§ Work item
Taking the records line by line, how many lines contain the word "report"? Answer with the number only.

§ Material supplied
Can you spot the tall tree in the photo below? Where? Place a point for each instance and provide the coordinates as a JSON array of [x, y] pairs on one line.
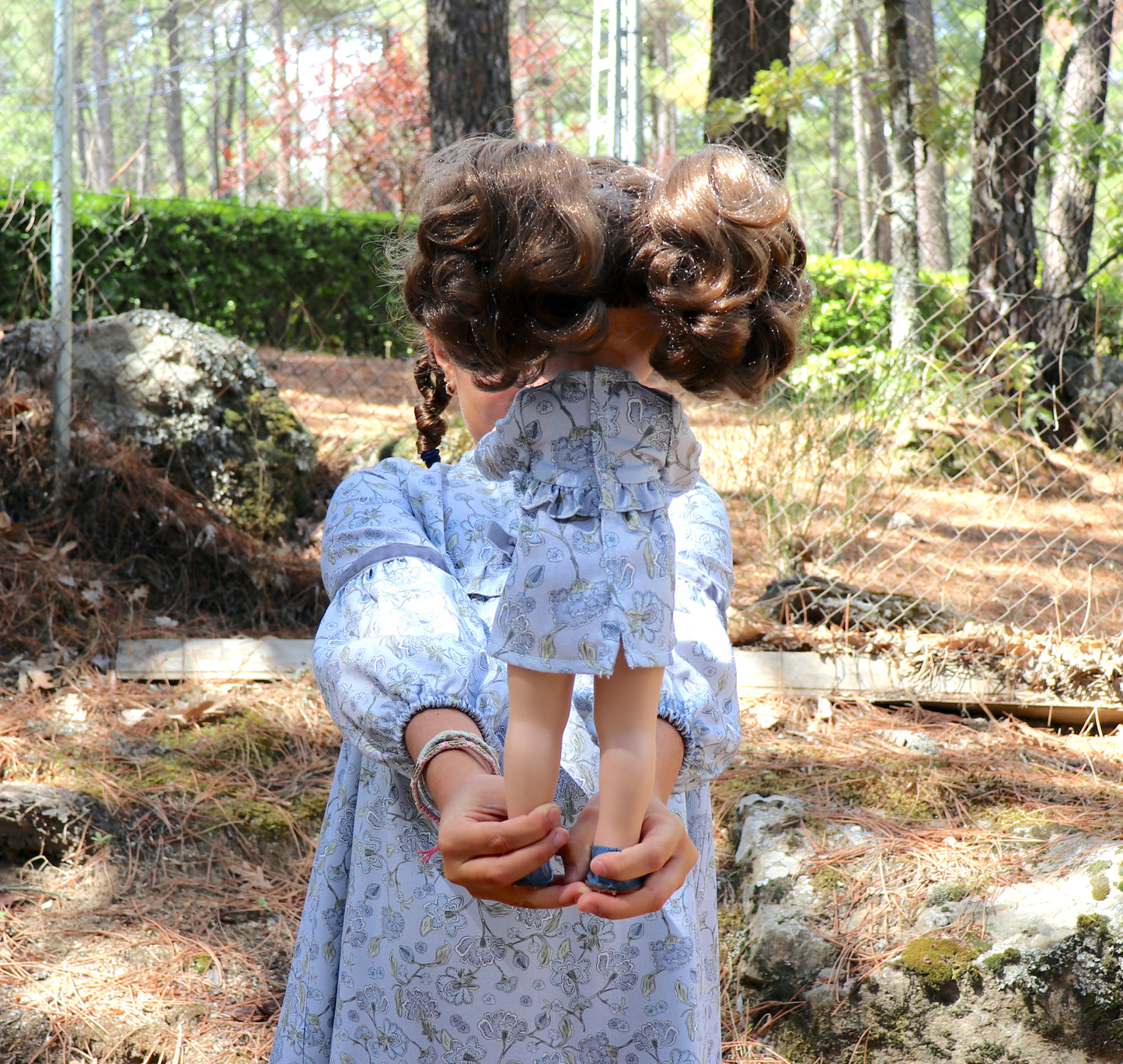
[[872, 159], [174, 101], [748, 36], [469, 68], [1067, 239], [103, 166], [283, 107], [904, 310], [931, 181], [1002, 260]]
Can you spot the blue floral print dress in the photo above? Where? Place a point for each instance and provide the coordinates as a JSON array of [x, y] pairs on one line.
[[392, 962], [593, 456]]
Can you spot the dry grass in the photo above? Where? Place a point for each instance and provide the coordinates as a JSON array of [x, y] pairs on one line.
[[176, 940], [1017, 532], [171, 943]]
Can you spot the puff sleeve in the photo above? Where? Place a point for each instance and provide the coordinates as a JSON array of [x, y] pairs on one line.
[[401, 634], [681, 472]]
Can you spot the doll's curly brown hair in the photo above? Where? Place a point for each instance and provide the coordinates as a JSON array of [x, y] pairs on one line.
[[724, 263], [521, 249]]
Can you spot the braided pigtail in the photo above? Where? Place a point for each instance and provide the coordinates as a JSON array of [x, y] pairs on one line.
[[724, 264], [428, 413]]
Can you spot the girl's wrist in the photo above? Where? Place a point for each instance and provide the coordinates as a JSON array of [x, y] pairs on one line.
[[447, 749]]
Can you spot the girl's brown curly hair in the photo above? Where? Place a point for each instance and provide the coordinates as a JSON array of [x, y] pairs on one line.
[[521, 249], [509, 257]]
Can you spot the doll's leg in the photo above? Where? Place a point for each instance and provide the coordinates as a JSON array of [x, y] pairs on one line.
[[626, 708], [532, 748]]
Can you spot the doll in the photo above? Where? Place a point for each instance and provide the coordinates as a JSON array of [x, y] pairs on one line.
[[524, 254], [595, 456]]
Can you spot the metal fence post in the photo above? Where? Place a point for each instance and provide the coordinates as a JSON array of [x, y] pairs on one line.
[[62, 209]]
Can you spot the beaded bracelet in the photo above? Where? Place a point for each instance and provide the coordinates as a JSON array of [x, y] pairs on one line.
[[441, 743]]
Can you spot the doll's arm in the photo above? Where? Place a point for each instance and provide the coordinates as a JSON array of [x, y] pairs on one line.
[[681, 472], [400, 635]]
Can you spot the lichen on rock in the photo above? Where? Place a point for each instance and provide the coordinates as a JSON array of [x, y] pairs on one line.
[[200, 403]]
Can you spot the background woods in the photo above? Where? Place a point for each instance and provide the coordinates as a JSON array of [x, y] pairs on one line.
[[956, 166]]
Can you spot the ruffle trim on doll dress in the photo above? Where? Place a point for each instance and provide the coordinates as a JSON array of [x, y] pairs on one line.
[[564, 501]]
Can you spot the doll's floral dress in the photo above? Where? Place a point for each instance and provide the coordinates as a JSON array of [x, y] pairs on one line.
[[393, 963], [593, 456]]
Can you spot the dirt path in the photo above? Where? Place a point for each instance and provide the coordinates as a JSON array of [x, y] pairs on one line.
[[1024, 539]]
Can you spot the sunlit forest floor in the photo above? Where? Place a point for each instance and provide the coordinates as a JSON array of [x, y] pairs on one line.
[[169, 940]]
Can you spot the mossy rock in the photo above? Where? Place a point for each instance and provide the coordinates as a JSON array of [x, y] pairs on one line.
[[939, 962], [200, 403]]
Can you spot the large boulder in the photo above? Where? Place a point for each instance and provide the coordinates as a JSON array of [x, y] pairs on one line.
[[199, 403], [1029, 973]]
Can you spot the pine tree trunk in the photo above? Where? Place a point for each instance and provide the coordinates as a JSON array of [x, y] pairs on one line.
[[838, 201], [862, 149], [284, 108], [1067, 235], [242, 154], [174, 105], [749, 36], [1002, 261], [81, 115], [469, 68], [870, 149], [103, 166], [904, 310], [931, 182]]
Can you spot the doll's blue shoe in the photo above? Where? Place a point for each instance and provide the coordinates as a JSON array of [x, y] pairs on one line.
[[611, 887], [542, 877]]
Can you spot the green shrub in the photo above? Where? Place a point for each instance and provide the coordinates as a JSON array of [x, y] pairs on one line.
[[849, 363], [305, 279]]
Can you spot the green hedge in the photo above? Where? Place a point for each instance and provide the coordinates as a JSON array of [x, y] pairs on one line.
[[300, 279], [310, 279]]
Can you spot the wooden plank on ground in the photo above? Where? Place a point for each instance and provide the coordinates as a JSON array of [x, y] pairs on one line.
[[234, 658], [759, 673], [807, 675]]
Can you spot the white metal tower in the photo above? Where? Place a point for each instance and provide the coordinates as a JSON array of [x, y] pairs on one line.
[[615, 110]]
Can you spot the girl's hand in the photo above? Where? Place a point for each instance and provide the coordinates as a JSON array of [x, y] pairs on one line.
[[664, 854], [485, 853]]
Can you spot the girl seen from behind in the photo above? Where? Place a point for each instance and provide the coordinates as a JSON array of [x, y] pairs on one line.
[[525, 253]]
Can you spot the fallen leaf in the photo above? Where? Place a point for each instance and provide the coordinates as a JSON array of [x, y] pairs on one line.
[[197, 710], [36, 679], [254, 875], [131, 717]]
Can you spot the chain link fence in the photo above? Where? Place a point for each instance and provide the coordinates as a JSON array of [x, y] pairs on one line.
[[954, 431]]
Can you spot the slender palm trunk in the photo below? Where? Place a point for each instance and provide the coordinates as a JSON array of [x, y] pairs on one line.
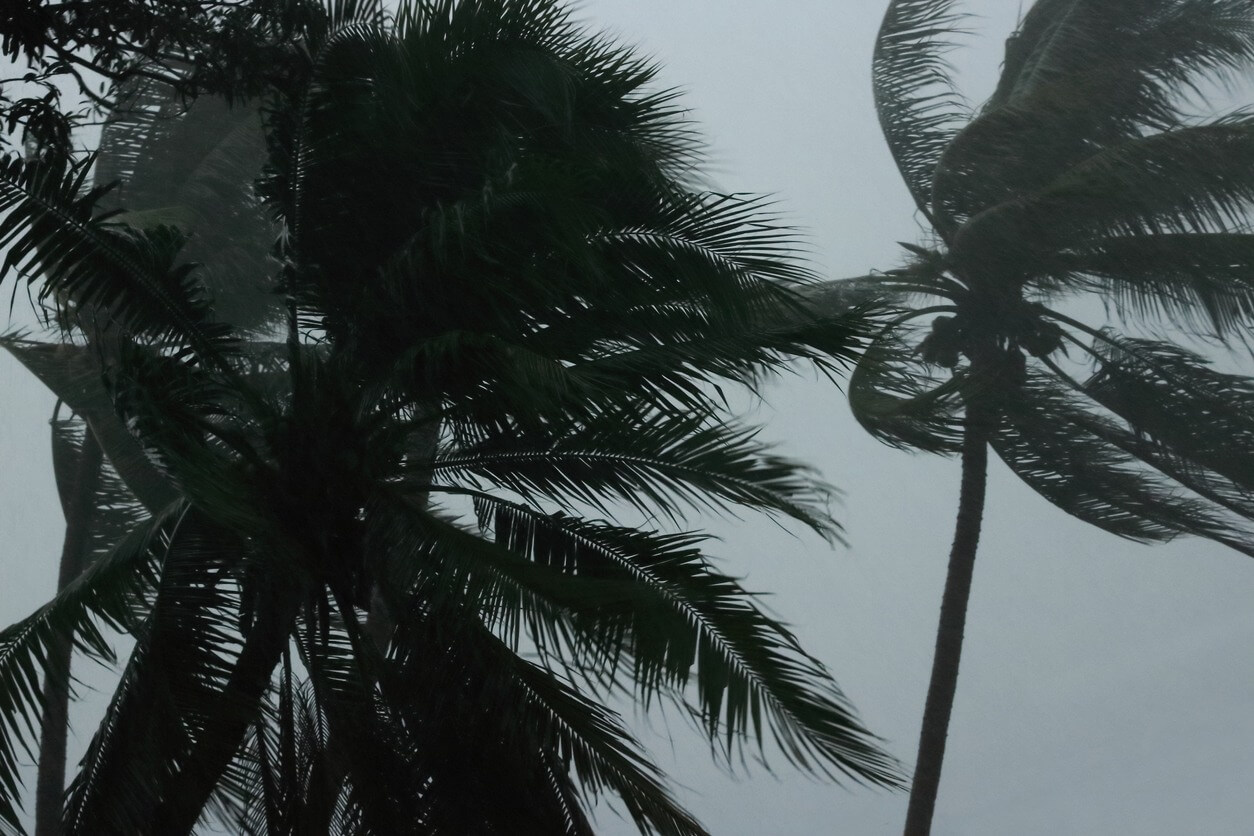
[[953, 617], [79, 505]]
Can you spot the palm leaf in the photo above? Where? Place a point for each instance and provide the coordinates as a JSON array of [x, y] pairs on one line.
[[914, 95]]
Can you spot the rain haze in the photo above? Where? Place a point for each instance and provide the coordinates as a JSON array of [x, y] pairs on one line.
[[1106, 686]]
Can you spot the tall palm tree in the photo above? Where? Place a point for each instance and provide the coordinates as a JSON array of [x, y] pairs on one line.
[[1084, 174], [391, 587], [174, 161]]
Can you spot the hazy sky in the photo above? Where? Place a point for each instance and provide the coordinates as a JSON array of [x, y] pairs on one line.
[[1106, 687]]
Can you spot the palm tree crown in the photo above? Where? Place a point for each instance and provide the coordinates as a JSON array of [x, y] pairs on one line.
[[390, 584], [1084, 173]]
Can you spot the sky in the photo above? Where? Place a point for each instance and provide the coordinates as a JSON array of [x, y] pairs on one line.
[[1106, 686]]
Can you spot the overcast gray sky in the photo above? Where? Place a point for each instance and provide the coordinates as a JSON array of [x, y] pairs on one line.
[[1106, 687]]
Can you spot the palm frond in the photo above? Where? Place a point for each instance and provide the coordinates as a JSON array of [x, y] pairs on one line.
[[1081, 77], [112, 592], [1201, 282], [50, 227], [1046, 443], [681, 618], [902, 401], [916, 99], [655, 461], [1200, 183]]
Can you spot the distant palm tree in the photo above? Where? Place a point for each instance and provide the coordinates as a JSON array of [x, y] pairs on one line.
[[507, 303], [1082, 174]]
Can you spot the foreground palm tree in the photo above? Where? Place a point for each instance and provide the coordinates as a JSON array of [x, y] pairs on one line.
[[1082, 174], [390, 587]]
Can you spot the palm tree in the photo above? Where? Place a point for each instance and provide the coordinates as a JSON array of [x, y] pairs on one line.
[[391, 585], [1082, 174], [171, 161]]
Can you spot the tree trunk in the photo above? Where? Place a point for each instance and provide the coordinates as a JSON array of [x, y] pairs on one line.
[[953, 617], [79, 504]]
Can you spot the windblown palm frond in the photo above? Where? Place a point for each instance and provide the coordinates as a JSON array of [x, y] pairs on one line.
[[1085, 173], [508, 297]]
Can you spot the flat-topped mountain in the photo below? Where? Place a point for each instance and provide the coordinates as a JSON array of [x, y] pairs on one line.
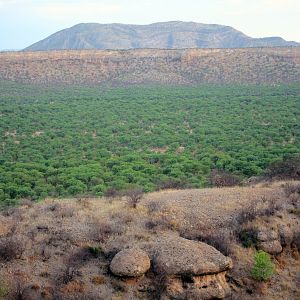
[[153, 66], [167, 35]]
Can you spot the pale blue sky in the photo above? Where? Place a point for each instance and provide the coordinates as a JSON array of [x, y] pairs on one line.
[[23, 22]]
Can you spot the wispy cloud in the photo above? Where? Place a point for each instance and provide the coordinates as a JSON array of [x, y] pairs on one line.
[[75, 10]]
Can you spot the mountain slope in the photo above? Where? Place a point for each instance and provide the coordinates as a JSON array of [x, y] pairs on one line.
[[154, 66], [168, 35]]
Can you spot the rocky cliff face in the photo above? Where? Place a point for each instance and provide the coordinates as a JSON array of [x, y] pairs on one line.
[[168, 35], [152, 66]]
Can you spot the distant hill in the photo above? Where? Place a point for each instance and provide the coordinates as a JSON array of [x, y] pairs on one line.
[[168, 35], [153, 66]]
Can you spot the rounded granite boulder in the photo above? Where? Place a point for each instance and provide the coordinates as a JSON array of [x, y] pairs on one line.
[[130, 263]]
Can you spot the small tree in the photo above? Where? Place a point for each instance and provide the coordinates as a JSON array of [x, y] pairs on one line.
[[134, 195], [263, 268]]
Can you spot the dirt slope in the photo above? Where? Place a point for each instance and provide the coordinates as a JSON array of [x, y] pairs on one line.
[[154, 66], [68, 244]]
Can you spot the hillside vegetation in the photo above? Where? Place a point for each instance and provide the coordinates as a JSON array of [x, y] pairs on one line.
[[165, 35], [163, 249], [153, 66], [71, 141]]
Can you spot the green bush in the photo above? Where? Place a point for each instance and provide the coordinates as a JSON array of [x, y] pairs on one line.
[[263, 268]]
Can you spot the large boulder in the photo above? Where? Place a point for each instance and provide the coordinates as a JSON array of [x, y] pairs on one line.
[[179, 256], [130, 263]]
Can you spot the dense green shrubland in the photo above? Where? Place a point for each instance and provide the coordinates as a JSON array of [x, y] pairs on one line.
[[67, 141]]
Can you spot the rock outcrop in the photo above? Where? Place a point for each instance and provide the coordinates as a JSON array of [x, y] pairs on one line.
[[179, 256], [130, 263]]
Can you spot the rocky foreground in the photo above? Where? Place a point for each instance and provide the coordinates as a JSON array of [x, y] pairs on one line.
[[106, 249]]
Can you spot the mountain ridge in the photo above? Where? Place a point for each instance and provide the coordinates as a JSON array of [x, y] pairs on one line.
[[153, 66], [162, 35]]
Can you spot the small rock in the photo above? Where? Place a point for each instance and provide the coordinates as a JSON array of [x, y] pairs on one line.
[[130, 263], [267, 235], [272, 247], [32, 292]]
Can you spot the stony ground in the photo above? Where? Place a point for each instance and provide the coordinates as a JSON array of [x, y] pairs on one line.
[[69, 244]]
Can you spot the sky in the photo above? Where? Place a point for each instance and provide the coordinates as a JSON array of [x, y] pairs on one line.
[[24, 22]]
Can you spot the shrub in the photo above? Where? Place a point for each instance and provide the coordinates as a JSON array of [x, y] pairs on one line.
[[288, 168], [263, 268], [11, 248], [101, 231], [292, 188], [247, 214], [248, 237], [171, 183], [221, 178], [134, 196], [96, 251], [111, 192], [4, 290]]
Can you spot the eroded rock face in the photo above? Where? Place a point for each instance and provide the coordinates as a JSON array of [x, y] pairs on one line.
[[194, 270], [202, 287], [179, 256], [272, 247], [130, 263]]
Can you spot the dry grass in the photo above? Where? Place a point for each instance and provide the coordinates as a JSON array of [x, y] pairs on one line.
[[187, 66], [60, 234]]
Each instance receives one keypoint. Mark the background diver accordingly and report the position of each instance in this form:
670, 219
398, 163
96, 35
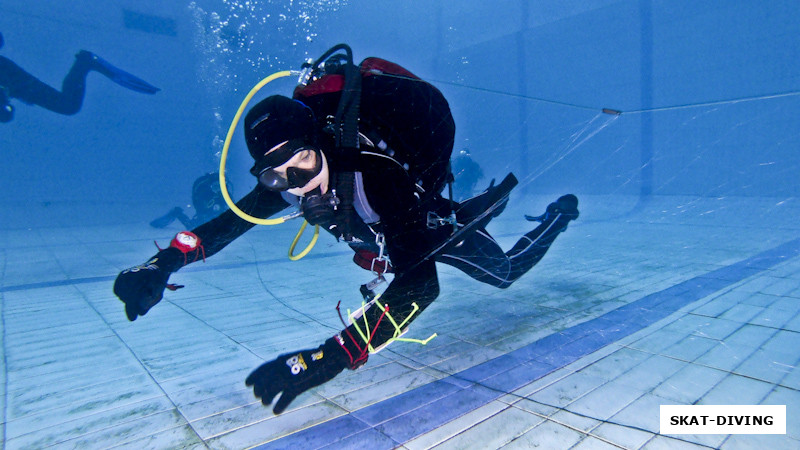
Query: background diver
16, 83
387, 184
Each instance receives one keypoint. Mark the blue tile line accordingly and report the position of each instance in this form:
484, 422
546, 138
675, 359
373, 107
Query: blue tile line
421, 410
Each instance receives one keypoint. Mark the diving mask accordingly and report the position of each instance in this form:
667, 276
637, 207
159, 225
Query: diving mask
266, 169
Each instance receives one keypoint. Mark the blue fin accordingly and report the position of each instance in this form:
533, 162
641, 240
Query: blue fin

§ Reply
4